About this exercise: Look for the word "mask" in the data below, and copy every line that holds it.
● ● ●
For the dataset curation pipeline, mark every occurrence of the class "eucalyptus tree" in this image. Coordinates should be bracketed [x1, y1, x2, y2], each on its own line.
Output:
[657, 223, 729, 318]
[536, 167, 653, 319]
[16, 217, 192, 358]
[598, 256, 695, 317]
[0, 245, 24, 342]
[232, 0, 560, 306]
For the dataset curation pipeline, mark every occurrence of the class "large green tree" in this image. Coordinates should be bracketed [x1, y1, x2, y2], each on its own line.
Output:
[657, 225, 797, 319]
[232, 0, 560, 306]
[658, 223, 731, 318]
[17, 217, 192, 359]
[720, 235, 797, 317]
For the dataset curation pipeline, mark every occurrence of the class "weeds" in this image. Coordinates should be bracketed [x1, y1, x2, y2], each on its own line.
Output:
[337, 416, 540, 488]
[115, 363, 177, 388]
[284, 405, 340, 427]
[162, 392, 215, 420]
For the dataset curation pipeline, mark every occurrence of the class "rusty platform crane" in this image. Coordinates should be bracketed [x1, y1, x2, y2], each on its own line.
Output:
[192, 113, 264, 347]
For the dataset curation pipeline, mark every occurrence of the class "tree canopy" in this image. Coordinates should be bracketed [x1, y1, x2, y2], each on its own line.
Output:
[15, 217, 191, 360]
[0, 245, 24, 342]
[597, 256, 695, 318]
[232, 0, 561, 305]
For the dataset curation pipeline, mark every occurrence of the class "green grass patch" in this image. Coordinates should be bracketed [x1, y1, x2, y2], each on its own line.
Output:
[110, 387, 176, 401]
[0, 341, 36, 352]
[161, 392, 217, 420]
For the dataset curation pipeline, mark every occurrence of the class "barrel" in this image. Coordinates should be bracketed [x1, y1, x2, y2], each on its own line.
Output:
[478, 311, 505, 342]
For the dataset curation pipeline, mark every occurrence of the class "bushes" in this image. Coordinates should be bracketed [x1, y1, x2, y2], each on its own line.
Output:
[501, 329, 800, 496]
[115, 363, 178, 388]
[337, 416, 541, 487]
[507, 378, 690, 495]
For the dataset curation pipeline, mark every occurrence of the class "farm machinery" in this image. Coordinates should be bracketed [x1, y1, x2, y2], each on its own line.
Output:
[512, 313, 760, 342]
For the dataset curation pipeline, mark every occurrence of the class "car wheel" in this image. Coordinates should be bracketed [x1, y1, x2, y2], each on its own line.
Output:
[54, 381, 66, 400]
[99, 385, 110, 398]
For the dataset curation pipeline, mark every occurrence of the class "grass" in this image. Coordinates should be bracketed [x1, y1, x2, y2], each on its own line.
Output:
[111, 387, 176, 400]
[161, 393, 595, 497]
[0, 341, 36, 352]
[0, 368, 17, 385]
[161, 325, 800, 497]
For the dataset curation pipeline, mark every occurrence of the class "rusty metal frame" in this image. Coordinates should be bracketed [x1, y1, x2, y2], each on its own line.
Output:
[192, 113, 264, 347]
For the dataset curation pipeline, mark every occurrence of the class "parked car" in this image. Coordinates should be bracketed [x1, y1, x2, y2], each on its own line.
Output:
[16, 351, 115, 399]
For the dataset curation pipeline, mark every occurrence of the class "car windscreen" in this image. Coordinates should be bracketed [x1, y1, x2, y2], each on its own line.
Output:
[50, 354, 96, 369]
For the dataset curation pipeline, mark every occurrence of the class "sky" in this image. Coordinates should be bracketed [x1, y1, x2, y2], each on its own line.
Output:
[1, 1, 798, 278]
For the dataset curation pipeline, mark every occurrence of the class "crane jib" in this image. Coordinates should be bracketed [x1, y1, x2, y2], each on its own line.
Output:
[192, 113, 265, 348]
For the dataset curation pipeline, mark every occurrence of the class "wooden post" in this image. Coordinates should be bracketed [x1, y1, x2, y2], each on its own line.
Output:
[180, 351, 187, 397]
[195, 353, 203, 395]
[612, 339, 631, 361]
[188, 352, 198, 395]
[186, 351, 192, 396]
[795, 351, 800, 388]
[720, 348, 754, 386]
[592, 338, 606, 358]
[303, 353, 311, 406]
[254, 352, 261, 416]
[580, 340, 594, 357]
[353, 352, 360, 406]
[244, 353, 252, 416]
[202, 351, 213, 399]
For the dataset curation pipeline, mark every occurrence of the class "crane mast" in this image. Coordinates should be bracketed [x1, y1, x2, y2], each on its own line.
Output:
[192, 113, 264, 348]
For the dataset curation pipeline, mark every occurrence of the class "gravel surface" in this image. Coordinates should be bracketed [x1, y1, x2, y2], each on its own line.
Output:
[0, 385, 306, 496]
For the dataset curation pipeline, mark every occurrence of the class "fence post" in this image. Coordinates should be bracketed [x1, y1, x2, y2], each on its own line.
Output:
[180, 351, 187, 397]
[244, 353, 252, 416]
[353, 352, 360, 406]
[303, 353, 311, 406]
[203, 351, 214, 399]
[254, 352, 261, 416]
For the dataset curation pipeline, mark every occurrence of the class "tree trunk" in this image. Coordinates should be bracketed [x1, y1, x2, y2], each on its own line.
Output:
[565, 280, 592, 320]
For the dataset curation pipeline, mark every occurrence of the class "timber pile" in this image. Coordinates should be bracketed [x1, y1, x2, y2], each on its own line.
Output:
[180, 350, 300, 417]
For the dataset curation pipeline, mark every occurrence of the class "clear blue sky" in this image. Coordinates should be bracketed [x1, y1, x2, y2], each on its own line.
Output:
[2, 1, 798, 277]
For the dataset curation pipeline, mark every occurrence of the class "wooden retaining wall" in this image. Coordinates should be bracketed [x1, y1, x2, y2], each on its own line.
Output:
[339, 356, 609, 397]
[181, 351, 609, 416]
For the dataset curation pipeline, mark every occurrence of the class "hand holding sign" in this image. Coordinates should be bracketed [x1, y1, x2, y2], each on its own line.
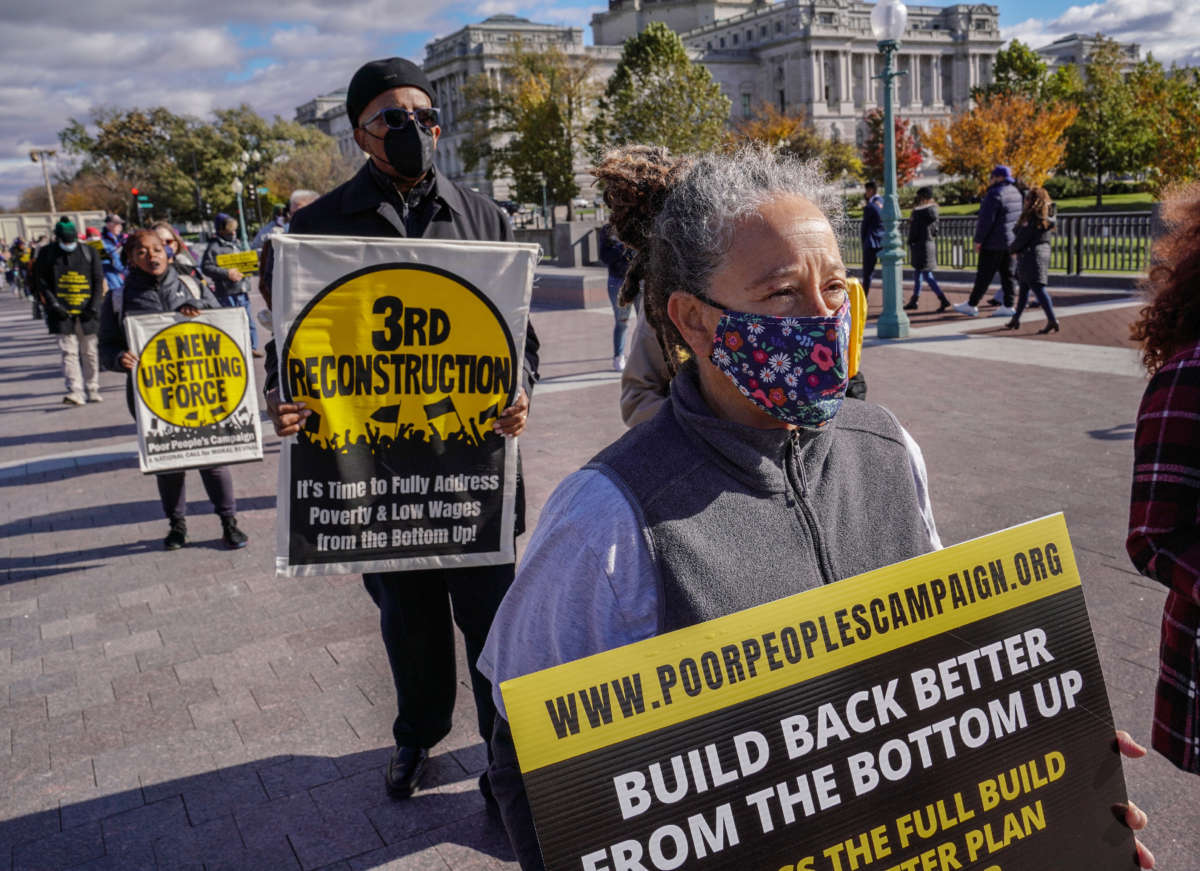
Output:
[265, 387, 311, 437]
[494, 389, 530, 437]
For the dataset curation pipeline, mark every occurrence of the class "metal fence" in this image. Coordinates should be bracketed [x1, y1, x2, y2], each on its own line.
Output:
[837, 212, 1153, 275]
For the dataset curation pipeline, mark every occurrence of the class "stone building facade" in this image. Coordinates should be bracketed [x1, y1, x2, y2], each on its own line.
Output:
[298, 3, 1010, 198]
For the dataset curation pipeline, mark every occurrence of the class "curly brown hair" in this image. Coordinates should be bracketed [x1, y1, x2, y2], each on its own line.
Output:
[1131, 185, 1200, 374]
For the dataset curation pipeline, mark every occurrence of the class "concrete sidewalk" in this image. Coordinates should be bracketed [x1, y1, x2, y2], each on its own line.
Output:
[1, 280, 1198, 870]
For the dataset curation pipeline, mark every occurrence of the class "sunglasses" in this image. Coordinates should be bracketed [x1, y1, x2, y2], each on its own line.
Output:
[360, 106, 440, 132]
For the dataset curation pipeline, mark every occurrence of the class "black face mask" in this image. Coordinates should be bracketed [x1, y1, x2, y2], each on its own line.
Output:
[384, 123, 435, 180]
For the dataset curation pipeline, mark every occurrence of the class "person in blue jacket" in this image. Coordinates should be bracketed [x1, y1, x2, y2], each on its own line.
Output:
[954, 165, 1022, 318]
[860, 181, 885, 296]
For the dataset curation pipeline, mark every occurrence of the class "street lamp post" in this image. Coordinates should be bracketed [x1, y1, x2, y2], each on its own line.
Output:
[230, 178, 250, 250]
[871, 0, 910, 339]
[29, 149, 57, 214]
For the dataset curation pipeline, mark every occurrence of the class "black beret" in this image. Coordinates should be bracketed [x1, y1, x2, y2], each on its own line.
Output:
[346, 58, 433, 127]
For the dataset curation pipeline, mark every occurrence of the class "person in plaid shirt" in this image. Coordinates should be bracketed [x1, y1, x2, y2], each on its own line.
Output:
[1128, 187, 1200, 776]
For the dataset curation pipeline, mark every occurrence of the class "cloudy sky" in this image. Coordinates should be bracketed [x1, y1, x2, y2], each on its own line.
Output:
[2, 0, 1193, 208]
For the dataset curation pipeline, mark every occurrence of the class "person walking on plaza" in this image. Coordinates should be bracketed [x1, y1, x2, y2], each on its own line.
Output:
[99, 213, 127, 299]
[98, 229, 249, 551]
[860, 180, 884, 296]
[597, 222, 633, 371]
[954, 165, 1022, 318]
[201, 214, 262, 357]
[264, 56, 540, 805]
[1127, 186, 1200, 777]
[33, 219, 104, 405]
[1006, 186, 1060, 333]
[904, 186, 950, 312]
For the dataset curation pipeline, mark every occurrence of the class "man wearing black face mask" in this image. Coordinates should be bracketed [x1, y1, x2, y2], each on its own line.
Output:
[33, 218, 105, 405]
[262, 57, 540, 807]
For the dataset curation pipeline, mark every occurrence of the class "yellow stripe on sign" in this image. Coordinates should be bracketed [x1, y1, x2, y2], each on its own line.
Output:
[847, 277, 865, 378]
[215, 250, 259, 272]
[501, 514, 1081, 773]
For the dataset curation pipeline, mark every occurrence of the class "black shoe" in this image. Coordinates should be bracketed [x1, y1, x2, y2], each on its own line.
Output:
[221, 516, 248, 549]
[1005, 317, 1020, 330]
[936, 300, 951, 313]
[164, 520, 187, 551]
[385, 746, 428, 799]
[903, 298, 919, 311]
[1036, 322, 1060, 335]
[986, 298, 1001, 307]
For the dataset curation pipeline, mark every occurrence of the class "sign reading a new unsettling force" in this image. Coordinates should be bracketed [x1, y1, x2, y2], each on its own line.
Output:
[271, 235, 537, 577]
[502, 515, 1137, 871]
[125, 307, 263, 473]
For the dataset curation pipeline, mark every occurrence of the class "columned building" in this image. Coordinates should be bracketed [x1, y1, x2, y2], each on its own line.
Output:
[422, 15, 621, 199]
[298, 3, 1006, 198]
[661, 0, 1004, 146]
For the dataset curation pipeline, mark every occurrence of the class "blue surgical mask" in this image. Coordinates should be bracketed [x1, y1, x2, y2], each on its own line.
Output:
[708, 300, 851, 429]
[59, 241, 78, 252]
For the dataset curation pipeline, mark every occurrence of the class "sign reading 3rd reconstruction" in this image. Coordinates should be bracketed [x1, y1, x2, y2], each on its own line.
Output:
[271, 236, 537, 576]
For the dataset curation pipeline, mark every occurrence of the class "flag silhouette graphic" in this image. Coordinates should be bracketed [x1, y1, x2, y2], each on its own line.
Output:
[371, 403, 402, 423]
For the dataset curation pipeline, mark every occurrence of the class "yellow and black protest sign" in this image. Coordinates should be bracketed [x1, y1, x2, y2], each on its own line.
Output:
[216, 249, 259, 273]
[85, 239, 105, 252]
[125, 308, 262, 473]
[55, 269, 92, 315]
[272, 238, 537, 577]
[135, 320, 248, 428]
[503, 515, 1134, 871]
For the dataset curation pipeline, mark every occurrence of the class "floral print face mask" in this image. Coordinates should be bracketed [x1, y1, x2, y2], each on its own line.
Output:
● ● ●
Answer space:
For the dataset curation pipeline, mark every occurrence of the class "black face mask" in this image. Coordinates should be bracketed [x1, y1, x2, y2], each on its own line.
For the dataset curation pipeline, mark every occurrence of the class "man wearing black face mask" in this image. Coordinates should be bracketed [x1, y1, x2, y2], each on its own line.
For the dataset curation pipeline, mark every occurrence of the class "blue surgical mask" in this image. Coordinates should be bracketed [x1, y1, x2, y2], each on its own line.
For the dataset curation pipeline, mark every occurrence of the class "floral print face mask" in this image. Coordinates should be bracketed [x1, y1, x2, y2], each on its own line.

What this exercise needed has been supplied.